» TASK DETAILS:
With the images removed, transcribe the listing that follows exactly.

*** DATA ***

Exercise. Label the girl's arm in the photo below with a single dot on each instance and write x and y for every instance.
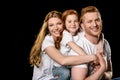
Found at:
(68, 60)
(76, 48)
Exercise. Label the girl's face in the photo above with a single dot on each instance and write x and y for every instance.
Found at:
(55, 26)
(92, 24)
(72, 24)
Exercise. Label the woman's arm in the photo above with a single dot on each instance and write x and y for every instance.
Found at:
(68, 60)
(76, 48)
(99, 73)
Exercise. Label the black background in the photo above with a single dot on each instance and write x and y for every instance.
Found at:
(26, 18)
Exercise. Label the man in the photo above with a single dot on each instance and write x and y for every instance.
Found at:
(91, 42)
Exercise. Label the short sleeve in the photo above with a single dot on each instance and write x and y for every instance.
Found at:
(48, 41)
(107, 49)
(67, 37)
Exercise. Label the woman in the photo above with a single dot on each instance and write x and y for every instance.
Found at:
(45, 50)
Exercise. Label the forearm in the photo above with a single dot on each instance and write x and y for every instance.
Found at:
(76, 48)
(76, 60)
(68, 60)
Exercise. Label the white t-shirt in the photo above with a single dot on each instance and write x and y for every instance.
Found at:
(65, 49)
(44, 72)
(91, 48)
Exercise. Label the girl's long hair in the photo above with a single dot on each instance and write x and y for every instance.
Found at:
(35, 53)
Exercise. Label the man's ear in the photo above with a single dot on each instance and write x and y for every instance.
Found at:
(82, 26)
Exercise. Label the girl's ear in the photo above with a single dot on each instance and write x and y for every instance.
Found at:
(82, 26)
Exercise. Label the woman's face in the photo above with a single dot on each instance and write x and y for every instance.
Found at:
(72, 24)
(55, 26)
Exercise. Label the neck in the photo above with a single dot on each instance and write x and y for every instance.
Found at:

*** End of DATA ***

» EXERCISE RESPONSE:
Exercise. Label the girl's arm in the photo below with a single dot on each instance and write x and y for every instance.
Found at:
(68, 60)
(76, 48)
Exercise. Label the girl's face in the photo above with a single dot on each instance and write x and y for every instance.
Found at:
(55, 26)
(92, 24)
(72, 24)
Exercise. Label the woman's arm in the photo above with a single dot on each instance and write x and y for every instance.
Found at:
(68, 60)
(76, 48)
(99, 73)
Exercise. Label the black background in the photo above with a single dot on each instance and write x and y for every instance.
Found at:
(26, 18)
Exercise. Label the man in the photo above with a single dot on each instance and write x and y for every instance.
Found at:
(91, 42)
Exercise. Label the short sleeve in the photo above with a single dot on each instance and write x and y for every instance.
Found at:
(48, 41)
(107, 49)
(67, 37)
Exercise. Label the woman in the photo above with a single dot on each instance and write x and y for every instance.
Found at:
(45, 50)
Exercise. Label the forearm in the photo above with a single dot on each instance and write x and y for every instance.
Found at:
(76, 48)
(76, 60)
(68, 60)
Exercise. Label the white t-shirt in the photo above with a single dot on each instance and write x and y for every instance.
Found at:
(65, 49)
(44, 72)
(91, 48)
Exercise. Label the girl's long hair in the photo above with a single dot on each instance and write x and y for every instance.
Found at:
(35, 53)
Exercise. Label the man's ear in the photo above with a single dot on each instance and write x and y for every instance.
Found at:
(82, 26)
Exercise. Label the girl's ear in the photo above with a single dot on each instance and write x and y for every instance.
Found at:
(82, 26)
Exercise. Label the woman's face in the photo above with a single dot on each instance and write x and y for every instance.
Found at:
(72, 24)
(55, 26)
Exercise. Label the neck in the photo above with a single dot on each instance and write x and y for every instance.
Found at:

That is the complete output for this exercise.